**Given records:**
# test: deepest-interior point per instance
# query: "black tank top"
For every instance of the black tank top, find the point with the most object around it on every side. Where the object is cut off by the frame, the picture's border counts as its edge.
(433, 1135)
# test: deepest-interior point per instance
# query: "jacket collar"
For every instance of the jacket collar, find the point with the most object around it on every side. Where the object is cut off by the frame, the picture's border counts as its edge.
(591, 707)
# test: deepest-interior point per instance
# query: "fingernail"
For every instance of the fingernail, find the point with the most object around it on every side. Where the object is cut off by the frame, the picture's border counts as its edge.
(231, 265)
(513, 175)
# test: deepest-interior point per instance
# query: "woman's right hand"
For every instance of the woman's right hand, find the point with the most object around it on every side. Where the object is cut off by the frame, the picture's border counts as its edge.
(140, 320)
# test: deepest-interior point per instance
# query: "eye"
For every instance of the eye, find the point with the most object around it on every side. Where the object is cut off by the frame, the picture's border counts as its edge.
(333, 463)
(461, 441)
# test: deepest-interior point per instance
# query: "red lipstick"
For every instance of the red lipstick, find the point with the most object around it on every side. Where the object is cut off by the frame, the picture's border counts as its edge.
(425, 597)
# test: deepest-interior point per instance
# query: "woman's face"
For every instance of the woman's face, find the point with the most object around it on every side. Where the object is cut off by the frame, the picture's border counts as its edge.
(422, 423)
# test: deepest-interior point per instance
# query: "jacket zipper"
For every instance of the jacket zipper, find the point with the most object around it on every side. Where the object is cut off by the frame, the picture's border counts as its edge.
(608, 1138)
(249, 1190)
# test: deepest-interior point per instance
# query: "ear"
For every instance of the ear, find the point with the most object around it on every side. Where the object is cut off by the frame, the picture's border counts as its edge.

**Brief:**
Reproduce the data shown above exactly.

**Response box:**
# test: deepest-interior point per instance
# query: "black tank top"
For every instance of the black tank top, find the point with the most object around it on every side. Where the object is cut off by the frame, the picture's border counts as its edge.
(433, 1135)
# test: deepest-interior point per instance
# query: "jacket collar"
For every instance of the jacket collar, find the point with the most object around it on every side. Where the object is cut off by the frame, the picture's border counts as its edge.
(591, 707)
# test: deepest-interior point per instance
# query: "fingernail"
For every instance of the fingernail, find the point with the most object around it on every side. Where the object is cut off by the frame, the picture's border counts as its edge.
(231, 265)
(513, 175)
# test: deepest-interior point per instance
# query: "woman's right hand"
For every instance of the woman's right hand, find the point with the most object around it on every side. Where the object is cut off by the frame, the picture's border counts as its edge.
(140, 320)
# test: deepest-interior point per instance
# query: "eye"
For every instance of the eye, find the point with the most object around it on every side. Where the object is cut off by the frame, the picture's border counts as its edge.
(333, 463)
(461, 441)
# test: deepest-interior point per instance
# query: "red lipstick"
For every instance of the red lipstick, find the point with the most object around it on every side. Where the object is cut off by the frame, the picture's border counts as its edge.
(425, 597)
# test: deepest-interior point per instance
# query: "woman's face"
For every instance of the woman's face, find the point with the most object around it on every side. Where the object is cut off by the frame, the picture's border counts as its edge.
(422, 423)
# test: deepest-interior point per instance
# query: "jacket zipper"
For every instance of the jacket zipper, find the point with the most object around it on every side. Where the object is cut off by the frame, the picture's border counts as its edge.
(608, 1138)
(249, 1190)
# test: deepest-interior point per instance
# query: "ear"
For every instance of the ear, find the point with the most object around it on every side. Where the object is cut off by the frame, the picture's border counts as its edge.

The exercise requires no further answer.